Rows excerpted from a collection:
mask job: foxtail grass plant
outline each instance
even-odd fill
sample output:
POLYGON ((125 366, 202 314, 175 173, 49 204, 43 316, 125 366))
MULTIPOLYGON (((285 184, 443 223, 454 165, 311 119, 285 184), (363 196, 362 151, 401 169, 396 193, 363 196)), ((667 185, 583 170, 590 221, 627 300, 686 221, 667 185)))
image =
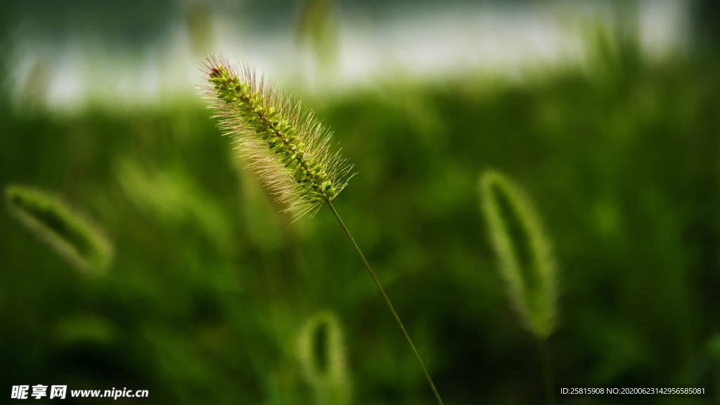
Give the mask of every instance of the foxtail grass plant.
POLYGON ((112 259, 103 234, 58 197, 37 189, 9 186, 7 205, 14 215, 76 268, 102 274, 112 259))
POLYGON ((332 313, 318 312, 305 322, 298 335, 297 354, 302 375, 315 391, 318 405, 350 403, 343 333, 332 313))
POLYGON ((222 56, 210 56, 202 64, 201 91, 209 107, 220 118, 220 128, 230 135, 285 210, 296 218, 315 215, 327 205, 355 247, 363 264, 387 303, 410 344, 438 402, 442 400, 423 360, 392 308, 387 295, 360 248, 350 234, 332 200, 352 177, 352 165, 333 150, 330 133, 303 110, 295 97, 278 90, 249 66, 230 65, 222 56))
POLYGON ((538 341, 545 391, 552 395, 552 365, 547 338, 555 327, 555 259, 528 196, 513 182, 490 170, 480 181, 480 206, 513 306, 538 341))

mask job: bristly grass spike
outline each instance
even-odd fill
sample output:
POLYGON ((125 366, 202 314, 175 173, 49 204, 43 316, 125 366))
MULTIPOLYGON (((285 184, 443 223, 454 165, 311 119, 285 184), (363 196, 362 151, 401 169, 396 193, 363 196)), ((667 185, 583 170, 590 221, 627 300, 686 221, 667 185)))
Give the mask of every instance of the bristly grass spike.
POLYGON ((208 57, 202 71, 207 84, 202 89, 221 119, 218 126, 276 200, 289 203, 287 210, 314 215, 345 188, 352 165, 332 150, 332 134, 294 96, 222 56, 208 57))
POLYGON ((352 177, 352 165, 331 148, 330 133, 295 97, 285 95, 245 65, 233 66, 222 56, 201 64, 204 99, 220 118, 218 126, 230 135, 249 158, 249 168, 260 175, 276 200, 297 218, 314 215, 323 202, 333 212, 355 247, 365 268, 402 330, 440 405, 443 401, 420 354, 413 344, 390 298, 365 257, 333 206, 332 200, 352 177))

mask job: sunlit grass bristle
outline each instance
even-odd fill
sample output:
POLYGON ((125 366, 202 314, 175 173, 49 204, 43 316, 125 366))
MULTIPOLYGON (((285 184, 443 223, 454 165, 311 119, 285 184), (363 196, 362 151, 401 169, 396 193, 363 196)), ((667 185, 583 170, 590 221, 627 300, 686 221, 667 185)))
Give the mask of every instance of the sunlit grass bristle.
POLYGON ((201 68, 201 89, 218 126, 249 158, 276 200, 296 216, 335 198, 351 177, 352 165, 333 150, 331 133, 312 111, 247 65, 210 56, 201 68))

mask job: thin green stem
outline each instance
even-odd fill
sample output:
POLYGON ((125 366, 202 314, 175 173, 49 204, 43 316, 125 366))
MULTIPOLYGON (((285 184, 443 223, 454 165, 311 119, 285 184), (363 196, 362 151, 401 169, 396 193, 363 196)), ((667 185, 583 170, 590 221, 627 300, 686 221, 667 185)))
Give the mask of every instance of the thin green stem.
POLYGON ((423 368, 423 371, 425 372, 425 377, 428 379, 428 382, 430 383, 431 388, 433 388, 433 392, 435 393, 435 398, 438 399, 438 403, 440 405, 443 405, 443 400, 440 399, 440 394, 438 393, 438 390, 435 388, 435 384, 433 383, 433 379, 430 378, 430 374, 428 373, 428 370, 425 368, 425 365, 423 363, 423 359, 420 358, 420 354, 418 353, 418 350, 415 348, 415 344, 413 344, 413 341, 410 339, 410 335, 408 334, 408 331, 405 330, 405 326, 402 326, 402 322, 400 321, 400 319, 397 316, 397 313, 395 312, 395 309, 392 308, 392 304, 390 303, 390 300, 387 298, 387 295, 385 294, 385 290, 382 289, 382 286, 380 285, 380 282, 377 280, 377 277, 375 277, 375 273, 372 272, 372 269, 370 268, 370 264, 367 264, 367 260, 365 259, 365 257, 362 255, 362 252, 360 252, 360 248, 358 247, 358 244, 355 243, 355 239, 353 239, 352 236, 350 234, 350 231, 348 231, 347 227, 343 223, 343 220, 340 219, 340 215, 338 215, 338 212, 335 210, 335 207, 333 207, 333 203, 330 202, 330 200, 325 200, 328 203, 328 206, 330 207, 330 210, 335 214, 335 218, 338 218, 338 222, 340 223, 340 226, 343 227, 343 231, 345 231, 345 234, 348 236, 350 239, 350 241, 353 243, 353 246, 355 246, 355 250, 357 251, 358 254, 360 255, 360 259, 362 259, 362 262, 365 264, 365 267, 367 268, 367 271, 370 273, 370 277, 372 277, 373 281, 375 282, 375 285, 377 285, 377 289, 380 290, 382 294, 382 298, 385 298, 385 302, 387 303, 387 306, 390 307, 390 311, 392 312, 392 316, 395 317, 395 321, 397 321, 397 324, 400 326, 400 329, 402 329, 402 333, 405 335, 405 338, 408 339, 408 343, 410 343, 410 347, 413 348, 413 352, 415 353, 415 357, 418 358, 418 361, 420 362, 420 366, 423 368))
POLYGON ((555 405, 554 388, 552 382, 552 358, 547 339, 538 339, 538 351, 540 352, 540 362, 542 365, 542 377, 545 383, 545 396, 548 405, 555 405))

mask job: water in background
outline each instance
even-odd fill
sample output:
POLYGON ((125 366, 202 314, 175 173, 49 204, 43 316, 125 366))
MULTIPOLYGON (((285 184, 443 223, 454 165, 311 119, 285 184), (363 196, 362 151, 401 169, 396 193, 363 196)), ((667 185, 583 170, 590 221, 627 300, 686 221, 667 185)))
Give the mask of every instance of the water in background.
POLYGON ((16 101, 66 112, 158 105, 192 95, 204 53, 252 63, 287 87, 327 92, 468 72, 517 80, 582 66, 589 31, 622 24, 636 26, 654 58, 686 49, 690 37, 687 0, 123 4, 16 5, 16 101), (327 26, 329 61, 300 37, 303 18, 327 26))

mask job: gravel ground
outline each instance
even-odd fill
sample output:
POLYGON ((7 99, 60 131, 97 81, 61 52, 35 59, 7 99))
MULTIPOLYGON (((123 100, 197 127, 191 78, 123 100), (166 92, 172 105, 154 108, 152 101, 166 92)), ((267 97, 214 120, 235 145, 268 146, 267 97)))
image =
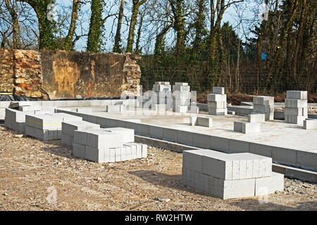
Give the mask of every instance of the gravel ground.
POLYGON ((97 164, 15 134, 0 126, 0 210, 317 210, 316 184, 285 179, 266 203, 223 200, 182 185, 180 153, 149 147, 147 159, 97 164))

** WHAT TO PRODUCE **
Copy out every row above word for word, omitting the pictures.

** TASK RESULT **
mask job: foxtail grass plant
outline each instance
even-odd fill
sample output:
POLYGON ((125 366, 202 314, 175 173, 49 204, 43 316, 125 366))
MULTIPOLYGON (((285 184, 443 223, 454 165, 311 119, 285 184), (363 196, 362 151, 401 169, 396 193, 363 196)), ((667 185, 583 170, 590 221, 627 300, 686 221, 667 185)))
image =
Give the mask of every instance of the foxtail grass plant.
POLYGON ((112 259, 103 234, 58 197, 37 189, 9 186, 7 205, 14 215, 76 268, 102 274, 112 259))
POLYGON ((332 313, 318 312, 305 322, 298 335, 297 354, 302 375, 315 391, 318 405, 350 403, 343 333, 332 313))
POLYGON ((222 56, 210 56, 202 64, 201 91, 209 107, 220 118, 220 128, 230 135, 285 210, 296 218, 315 215, 327 205, 355 247, 363 264, 387 303, 410 344, 438 402, 442 400, 423 360, 392 308, 387 295, 360 248, 350 234, 332 200, 352 177, 352 165, 333 150, 330 133, 303 110, 295 97, 278 90, 249 66, 230 65, 222 56))
POLYGON ((538 341, 545 391, 552 395, 552 365, 547 338, 555 327, 555 259, 528 196, 513 182, 490 170, 480 181, 480 206, 513 306, 538 341))

mask job: bristly grass spike
outline each instance
even-odd fill
sample output:
POLYGON ((125 366, 202 314, 175 173, 49 204, 43 316, 125 366))
MULTIPOLYGON (((285 184, 443 223, 454 165, 311 119, 285 184), (363 196, 362 151, 401 169, 396 193, 363 196)), ((667 185, 583 170, 590 221, 627 300, 686 221, 667 185)))
Give the mask of every instance of the bristly grass spike.
POLYGON ((208 57, 202 71, 207 84, 202 89, 221 119, 218 126, 276 200, 289 203, 287 210, 314 215, 345 188, 352 165, 332 150, 332 134, 294 96, 222 56, 208 57))
POLYGON ((352 177, 352 165, 331 148, 330 133, 295 97, 285 95, 245 65, 233 66, 222 56, 201 64, 204 99, 220 118, 218 126, 230 135, 249 158, 249 168, 260 175, 276 200, 297 218, 314 215, 323 202, 333 212, 355 247, 365 268, 402 330, 440 405, 443 401, 420 354, 413 344, 390 298, 365 257, 333 206, 332 200, 352 177))

mask job: sunlit grass bristle
outline each instance
even-odd fill
sample output:
POLYGON ((125 366, 202 314, 175 173, 49 204, 43 316, 125 366))
MULTIPOLYGON (((285 184, 443 223, 454 165, 311 119, 285 184), (363 196, 362 151, 401 169, 396 193, 363 196)), ((667 185, 583 170, 590 221, 627 300, 686 221, 667 185)))
Give the mask of every instance of the sunlit grass bristle.
POLYGON ((201 68, 201 89, 218 126, 249 158, 276 200, 296 216, 335 198, 351 177, 352 165, 333 150, 331 133, 312 111, 247 65, 210 56, 201 68))

mask job: thin green stem
outline each instance
even-odd fill
sample output:
POLYGON ((125 366, 202 314, 175 173, 49 204, 43 316, 125 366))
MULTIPOLYGON (((285 184, 443 223, 454 165, 311 119, 285 184), (363 196, 362 151, 401 169, 396 193, 363 196)), ((667 185, 583 170, 590 221, 627 300, 686 221, 667 185)))
Give the mask of every instance of the thin green stem.
POLYGON ((423 368, 423 371, 425 372, 425 377, 428 379, 428 382, 430 383, 431 388, 433 388, 433 392, 435 393, 435 398, 438 399, 438 403, 440 405, 443 405, 443 400, 440 399, 440 394, 438 393, 438 390, 435 388, 435 384, 433 383, 433 379, 430 378, 430 374, 428 373, 428 370, 425 368, 425 365, 423 363, 423 359, 420 358, 420 354, 418 353, 418 350, 415 348, 415 344, 413 344, 413 341, 410 339, 410 335, 408 334, 408 331, 405 330, 405 326, 402 326, 402 322, 400 321, 400 319, 397 316, 397 313, 395 312, 395 309, 392 308, 392 304, 390 303, 390 300, 387 298, 387 295, 385 294, 385 290, 382 289, 382 286, 380 285, 380 282, 377 280, 377 277, 375 277, 375 273, 372 272, 372 269, 370 268, 370 264, 367 264, 367 260, 365 259, 365 257, 362 255, 362 252, 360 252, 360 248, 358 247, 358 244, 355 243, 355 239, 353 239, 352 236, 350 234, 350 231, 348 231, 347 227, 343 223, 343 220, 340 219, 340 215, 338 215, 338 212, 335 210, 335 207, 333 207, 333 203, 330 202, 330 200, 325 200, 328 203, 328 206, 330 207, 330 210, 335 214, 335 218, 338 218, 338 222, 340 223, 340 226, 343 227, 343 231, 345 231, 345 234, 348 236, 350 239, 350 241, 353 243, 353 246, 355 246, 355 250, 357 251, 358 254, 360 255, 360 259, 362 259, 362 262, 365 264, 365 267, 367 268, 367 271, 370 273, 370 277, 372 277, 373 281, 375 282, 375 285, 377 285, 377 289, 380 290, 382 294, 382 298, 385 298, 385 302, 387 303, 387 306, 390 307, 390 311, 392 312, 392 316, 395 317, 395 321, 397 321, 397 324, 400 326, 400 329, 402 329, 402 333, 405 335, 405 338, 408 339, 408 343, 410 343, 410 347, 413 348, 413 352, 415 353, 415 357, 418 358, 418 361, 420 362, 420 366, 423 368))
POLYGON ((555 405, 554 388, 552 382, 552 358, 547 339, 538 339, 538 351, 540 352, 540 362, 542 365, 542 377, 545 383, 545 396, 548 405, 555 405))

mask job: water in background
outline each instance
even-odd fill
sample output:
POLYGON ((125 366, 202 314, 175 173, 49 204, 43 316, 125 366))
MULTIPOLYGON (((285 184, 443 223, 454 165, 311 119, 285 184), (363 196, 362 151, 401 169, 396 193, 363 196)), ((667 185, 583 170, 590 221, 627 300, 686 221, 667 185)))
Give the mask of every instance of the water in background.
POLYGON ((16 101, 66 112, 158 105, 192 95, 204 53, 252 63, 287 87, 327 92, 468 72, 517 80, 582 66, 589 31, 622 24, 636 26, 654 58, 686 49, 690 37, 687 0, 123 4, 16 5, 16 101), (327 26, 329 61, 300 37, 303 18, 327 26))

mask job: gravel ground
outline each instance
even-odd fill
sample output:
POLYGON ((7 99, 60 131, 97 81, 61 52, 35 59, 7 99))
MULTIPOLYGON (((123 100, 197 127, 191 78, 123 100), (166 92, 172 105, 154 108, 152 101, 166 92)), ((267 97, 214 120, 235 145, 268 146, 267 97)))
image =
Give the mask of every instance of the gravel ground.
POLYGON ((97 164, 15 134, 0 126, 0 210, 317 210, 316 184, 285 179, 266 203, 223 200, 182 185, 180 153, 149 147, 147 159, 97 164))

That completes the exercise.